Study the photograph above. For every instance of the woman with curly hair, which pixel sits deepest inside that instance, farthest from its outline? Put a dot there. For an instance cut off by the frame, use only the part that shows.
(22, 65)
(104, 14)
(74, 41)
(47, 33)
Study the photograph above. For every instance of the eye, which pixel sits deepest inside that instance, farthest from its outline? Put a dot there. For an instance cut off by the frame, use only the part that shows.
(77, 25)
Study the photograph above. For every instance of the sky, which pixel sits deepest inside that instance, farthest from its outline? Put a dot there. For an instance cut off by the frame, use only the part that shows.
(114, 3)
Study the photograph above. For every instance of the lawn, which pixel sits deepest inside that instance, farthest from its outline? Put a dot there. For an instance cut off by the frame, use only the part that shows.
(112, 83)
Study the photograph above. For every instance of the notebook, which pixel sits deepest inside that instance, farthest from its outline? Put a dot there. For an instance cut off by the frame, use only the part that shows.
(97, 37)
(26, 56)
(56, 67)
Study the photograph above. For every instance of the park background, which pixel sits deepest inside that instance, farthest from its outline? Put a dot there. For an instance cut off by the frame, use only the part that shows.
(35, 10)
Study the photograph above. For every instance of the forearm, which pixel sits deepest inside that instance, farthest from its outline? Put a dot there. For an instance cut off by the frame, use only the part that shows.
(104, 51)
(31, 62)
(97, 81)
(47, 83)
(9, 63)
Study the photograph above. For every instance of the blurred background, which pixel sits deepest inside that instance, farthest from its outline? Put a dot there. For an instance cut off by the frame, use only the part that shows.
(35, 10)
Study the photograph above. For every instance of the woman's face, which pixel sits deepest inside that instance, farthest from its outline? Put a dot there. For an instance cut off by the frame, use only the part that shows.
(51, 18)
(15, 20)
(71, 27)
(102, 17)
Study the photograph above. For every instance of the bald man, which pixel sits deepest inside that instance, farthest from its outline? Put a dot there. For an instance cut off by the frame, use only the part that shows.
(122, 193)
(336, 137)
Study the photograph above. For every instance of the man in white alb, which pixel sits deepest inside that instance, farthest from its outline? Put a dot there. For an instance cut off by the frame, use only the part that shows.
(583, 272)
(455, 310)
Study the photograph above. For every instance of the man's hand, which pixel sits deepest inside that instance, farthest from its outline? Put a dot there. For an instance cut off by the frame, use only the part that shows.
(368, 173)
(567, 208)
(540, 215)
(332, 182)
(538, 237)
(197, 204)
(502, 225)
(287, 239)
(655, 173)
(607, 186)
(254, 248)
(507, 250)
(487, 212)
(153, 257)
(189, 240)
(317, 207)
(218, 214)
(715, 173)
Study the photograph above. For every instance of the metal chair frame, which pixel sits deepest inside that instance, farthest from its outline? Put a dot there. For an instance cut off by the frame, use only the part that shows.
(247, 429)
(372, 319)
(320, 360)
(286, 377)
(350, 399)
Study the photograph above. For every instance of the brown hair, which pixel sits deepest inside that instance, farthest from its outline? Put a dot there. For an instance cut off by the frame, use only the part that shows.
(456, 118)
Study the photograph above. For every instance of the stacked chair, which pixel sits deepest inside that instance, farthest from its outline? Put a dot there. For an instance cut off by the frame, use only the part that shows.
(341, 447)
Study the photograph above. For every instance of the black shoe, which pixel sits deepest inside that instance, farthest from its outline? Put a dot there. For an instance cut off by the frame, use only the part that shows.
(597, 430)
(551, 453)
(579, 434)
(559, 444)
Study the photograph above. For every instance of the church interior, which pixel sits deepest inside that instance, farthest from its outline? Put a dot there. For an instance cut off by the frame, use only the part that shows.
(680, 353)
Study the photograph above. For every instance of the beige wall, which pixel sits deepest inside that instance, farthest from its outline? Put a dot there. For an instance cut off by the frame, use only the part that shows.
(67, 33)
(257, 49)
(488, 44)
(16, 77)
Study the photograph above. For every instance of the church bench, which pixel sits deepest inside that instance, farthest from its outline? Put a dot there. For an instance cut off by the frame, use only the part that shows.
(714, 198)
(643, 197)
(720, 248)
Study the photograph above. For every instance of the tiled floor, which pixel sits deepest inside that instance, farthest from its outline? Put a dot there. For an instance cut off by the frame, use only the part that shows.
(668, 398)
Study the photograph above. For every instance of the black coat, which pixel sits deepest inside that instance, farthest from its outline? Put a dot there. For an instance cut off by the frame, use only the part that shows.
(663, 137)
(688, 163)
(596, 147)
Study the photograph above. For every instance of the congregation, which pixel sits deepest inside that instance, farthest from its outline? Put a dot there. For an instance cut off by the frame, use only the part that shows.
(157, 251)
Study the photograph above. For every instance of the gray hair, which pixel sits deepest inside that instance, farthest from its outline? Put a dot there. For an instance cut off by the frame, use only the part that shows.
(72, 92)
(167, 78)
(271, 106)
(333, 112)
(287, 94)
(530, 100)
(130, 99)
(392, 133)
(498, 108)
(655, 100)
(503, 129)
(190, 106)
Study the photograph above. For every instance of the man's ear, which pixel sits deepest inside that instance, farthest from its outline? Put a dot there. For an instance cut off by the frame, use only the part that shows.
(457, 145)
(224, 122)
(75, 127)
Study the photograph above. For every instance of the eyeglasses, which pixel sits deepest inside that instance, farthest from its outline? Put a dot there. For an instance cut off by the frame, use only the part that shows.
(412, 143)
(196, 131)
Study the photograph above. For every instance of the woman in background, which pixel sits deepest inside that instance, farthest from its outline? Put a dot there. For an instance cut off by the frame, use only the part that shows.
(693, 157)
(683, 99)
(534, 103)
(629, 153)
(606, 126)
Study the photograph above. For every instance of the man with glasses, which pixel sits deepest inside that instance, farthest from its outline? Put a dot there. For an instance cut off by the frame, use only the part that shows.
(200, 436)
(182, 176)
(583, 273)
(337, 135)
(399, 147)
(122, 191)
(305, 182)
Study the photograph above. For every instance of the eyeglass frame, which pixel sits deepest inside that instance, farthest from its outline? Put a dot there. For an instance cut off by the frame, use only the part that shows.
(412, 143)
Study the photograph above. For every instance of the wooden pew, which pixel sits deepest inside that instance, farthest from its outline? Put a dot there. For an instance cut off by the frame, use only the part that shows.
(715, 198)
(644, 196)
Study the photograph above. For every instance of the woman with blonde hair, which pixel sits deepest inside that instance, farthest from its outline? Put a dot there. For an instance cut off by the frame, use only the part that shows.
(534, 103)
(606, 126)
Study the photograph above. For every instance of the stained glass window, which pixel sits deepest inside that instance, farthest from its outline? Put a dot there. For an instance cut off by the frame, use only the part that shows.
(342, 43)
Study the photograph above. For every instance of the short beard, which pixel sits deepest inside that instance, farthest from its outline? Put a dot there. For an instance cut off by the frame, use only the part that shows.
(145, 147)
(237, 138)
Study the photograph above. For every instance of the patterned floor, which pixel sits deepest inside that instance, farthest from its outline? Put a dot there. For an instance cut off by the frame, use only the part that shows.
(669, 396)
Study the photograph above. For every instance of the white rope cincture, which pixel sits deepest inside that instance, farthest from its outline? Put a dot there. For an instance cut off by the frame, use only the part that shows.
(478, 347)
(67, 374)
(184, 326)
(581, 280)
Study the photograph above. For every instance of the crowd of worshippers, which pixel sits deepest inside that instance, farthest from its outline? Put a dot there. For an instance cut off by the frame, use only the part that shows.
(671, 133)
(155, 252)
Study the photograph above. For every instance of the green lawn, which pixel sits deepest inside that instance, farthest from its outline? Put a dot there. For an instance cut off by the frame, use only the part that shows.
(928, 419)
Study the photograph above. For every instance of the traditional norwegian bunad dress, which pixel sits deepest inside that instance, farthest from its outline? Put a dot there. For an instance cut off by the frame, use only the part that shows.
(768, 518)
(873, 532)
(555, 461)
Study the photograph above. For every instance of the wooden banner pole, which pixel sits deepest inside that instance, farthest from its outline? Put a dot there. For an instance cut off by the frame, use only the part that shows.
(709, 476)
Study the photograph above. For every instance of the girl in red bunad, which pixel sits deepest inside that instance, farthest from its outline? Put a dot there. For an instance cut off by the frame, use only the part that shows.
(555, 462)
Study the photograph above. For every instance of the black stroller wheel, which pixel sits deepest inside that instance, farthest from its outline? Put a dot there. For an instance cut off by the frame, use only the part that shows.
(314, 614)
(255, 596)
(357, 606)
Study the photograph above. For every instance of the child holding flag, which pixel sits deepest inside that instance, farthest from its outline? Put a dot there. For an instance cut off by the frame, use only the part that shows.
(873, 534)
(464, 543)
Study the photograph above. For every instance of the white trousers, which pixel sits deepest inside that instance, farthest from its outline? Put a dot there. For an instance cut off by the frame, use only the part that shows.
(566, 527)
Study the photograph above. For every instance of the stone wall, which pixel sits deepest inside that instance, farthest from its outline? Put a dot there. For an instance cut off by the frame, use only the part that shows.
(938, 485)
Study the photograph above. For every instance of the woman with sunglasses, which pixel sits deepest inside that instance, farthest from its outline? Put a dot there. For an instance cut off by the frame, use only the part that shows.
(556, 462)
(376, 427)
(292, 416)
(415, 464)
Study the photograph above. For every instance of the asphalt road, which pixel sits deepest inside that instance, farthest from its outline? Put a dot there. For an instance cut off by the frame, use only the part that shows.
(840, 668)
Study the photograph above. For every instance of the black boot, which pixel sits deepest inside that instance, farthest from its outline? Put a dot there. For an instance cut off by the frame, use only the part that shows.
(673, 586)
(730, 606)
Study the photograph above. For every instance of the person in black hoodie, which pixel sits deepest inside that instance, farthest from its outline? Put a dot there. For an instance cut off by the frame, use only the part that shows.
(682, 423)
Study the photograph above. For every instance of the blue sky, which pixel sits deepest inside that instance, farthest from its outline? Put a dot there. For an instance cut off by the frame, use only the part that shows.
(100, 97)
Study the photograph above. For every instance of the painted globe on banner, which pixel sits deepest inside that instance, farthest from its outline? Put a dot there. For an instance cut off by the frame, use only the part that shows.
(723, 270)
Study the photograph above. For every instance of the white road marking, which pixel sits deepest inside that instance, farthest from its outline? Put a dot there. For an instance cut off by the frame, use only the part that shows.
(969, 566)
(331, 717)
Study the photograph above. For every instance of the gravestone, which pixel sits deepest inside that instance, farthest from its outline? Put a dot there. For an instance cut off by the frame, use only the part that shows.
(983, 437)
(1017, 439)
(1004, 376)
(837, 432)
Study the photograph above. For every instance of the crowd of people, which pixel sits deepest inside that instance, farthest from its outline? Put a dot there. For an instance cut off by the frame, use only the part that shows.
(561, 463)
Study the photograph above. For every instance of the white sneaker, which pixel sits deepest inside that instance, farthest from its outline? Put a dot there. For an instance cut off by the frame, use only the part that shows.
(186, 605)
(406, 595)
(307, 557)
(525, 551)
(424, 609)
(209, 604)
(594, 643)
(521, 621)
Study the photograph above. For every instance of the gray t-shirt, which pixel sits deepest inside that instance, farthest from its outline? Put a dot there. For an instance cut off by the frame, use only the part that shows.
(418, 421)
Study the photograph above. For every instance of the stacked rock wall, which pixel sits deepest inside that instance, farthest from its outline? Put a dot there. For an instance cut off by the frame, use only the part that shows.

• _Written exercise_
Your task is to write out the lines from the one with "Study the photograph above. For every instance of the painted" through the end of the records, exactly and with nothing added.

• _Correct response_
Study the photograph above. For every instance of the painted globe on banner, which pixel sits deepest inside that instance, farthest from its outline? Put a dot there. For an instance cut off by the frame, use only the part that shows.
(723, 270)
Study the photograph above. For every instance of the white road marking, which pixel sits deepest inside that instance, farthest from its outline? Put a dot there. For an instance cut off by the frame, use only the part that shows.
(969, 566)
(331, 717)
Study the photograph above. For every instance of the gravestone, which pixel sits deepest inside that instance, farthest from its outline? Put a dot there. For an instance cut off by the frame, use only the part that shows.
(983, 437)
(1017, 439)
(1004, 376)
(837, 432)
Study the photograph above. For every instance of the crowd of people, which pixel sits deepest inside that instance, farthest from its outline? Put a dot there. For an instance cut off by the frame, use only the part that shows.
(561, 463)
Study the photograph above. For every instance of the white sneaker, which pixel sits deepest inside that instance, farthest from its outline? Put a dot there. For an instance cut off by the frame, use only the part that shows.
(186, 605)
(406, 595)
(307, 557)
(525, 551)
(424, 609)
(209, 604)
(594, 643)
(521, 621)
Study the photograph above. For every instance of the gray t-shirt, which pixel sits deepest inside that instance, farthest from its outline? Put a dot there. For an instance cut off by the frame, use only the part that shows.
(418, 421)
Study the photograph above. For every instance of the stacked rock wall, which pixel sits deepest inside that instance, farthest from its outline? Put a dot there. For an instance cut off by the frame, use only the part that shows.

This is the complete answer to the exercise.